## GOAL
Please list each line of the records below that contains the word "with", copying every such line in full. Case counts when matching.

_____

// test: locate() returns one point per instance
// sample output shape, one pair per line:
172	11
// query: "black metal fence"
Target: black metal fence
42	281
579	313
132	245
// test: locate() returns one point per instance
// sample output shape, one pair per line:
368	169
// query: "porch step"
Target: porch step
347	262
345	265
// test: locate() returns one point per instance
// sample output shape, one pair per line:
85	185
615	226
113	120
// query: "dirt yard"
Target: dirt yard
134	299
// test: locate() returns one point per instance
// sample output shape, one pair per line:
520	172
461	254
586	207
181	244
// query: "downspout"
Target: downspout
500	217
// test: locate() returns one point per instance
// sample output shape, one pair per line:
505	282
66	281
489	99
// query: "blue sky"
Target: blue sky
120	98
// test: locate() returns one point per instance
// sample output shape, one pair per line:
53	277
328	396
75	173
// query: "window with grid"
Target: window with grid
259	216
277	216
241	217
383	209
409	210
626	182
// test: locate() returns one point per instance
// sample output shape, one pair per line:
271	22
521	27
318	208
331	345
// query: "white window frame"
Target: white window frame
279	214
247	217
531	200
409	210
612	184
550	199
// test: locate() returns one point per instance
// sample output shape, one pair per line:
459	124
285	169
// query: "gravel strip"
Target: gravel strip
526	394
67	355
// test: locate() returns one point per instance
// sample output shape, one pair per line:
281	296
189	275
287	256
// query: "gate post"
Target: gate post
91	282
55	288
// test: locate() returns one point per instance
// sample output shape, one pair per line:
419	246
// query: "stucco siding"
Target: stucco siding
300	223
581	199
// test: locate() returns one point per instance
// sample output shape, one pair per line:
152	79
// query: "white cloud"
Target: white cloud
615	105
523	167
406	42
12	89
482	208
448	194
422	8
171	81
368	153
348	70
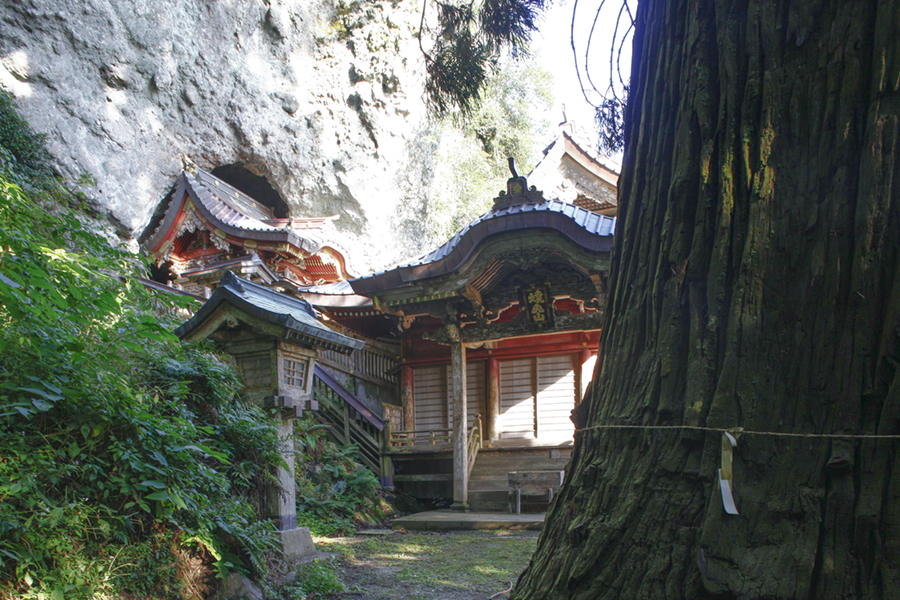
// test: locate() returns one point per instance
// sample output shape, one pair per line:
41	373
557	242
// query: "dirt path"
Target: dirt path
471	565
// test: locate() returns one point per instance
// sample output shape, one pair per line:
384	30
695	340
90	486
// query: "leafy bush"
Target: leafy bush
122	452
335	492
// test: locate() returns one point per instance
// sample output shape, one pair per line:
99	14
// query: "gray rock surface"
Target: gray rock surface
317	98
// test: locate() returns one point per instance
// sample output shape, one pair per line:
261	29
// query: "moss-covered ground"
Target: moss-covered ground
429	565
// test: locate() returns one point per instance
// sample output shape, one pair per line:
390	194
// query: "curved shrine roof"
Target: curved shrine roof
295	314
588	229
234	213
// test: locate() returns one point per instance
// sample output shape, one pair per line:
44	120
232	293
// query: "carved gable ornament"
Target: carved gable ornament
536	304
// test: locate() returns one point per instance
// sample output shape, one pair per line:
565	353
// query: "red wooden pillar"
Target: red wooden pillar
492	406
406	398
586	367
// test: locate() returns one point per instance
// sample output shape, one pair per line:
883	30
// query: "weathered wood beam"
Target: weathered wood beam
460	434
516	328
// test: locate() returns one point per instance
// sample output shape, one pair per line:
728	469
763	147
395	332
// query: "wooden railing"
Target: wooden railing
435	439
377	366
474	444
350	421
406	440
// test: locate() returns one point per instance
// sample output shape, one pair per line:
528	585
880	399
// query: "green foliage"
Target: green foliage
466	42
313	580
472	158
23	148
334	491
120	449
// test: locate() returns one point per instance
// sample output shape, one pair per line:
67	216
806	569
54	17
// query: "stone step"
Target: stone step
520	465
489	501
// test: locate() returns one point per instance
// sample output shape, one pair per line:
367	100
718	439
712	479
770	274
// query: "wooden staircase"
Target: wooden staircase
489	481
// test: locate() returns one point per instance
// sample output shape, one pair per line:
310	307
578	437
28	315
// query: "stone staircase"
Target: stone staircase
489	482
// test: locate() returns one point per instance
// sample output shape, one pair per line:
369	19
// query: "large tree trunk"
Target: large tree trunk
755	283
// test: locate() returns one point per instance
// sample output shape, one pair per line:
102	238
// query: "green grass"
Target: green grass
427	566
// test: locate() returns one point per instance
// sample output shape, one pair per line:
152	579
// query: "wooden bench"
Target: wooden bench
532	483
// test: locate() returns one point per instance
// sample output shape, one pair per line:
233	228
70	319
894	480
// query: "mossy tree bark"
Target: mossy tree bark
755	283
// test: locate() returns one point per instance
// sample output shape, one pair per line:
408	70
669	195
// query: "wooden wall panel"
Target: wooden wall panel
557	395
430	397
517	399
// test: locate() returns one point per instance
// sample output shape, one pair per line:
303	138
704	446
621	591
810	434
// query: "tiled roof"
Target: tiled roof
295	314
587	228
236	214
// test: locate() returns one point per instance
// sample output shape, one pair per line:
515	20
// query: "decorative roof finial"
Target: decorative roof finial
229	279
517	191
187	164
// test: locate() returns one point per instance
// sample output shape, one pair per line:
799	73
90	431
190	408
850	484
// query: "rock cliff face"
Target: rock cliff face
323	100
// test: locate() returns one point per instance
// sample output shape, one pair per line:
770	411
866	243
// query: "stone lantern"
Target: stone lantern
274	339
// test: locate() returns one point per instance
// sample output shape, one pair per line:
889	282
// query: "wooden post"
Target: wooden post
406	398
492	418
387	465
585	367
346	411
460	433
281	499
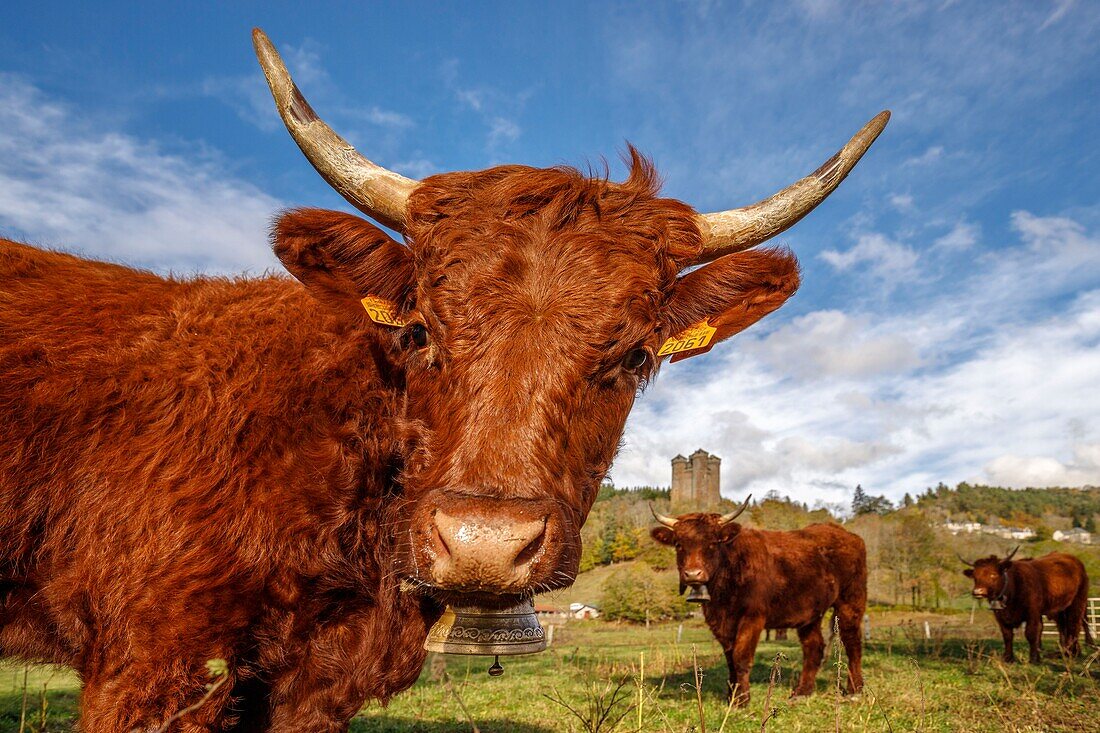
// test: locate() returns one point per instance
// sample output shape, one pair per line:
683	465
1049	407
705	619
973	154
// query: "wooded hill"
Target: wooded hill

_____

## OUTPUT
// query: "window with grid"
Target: window with grid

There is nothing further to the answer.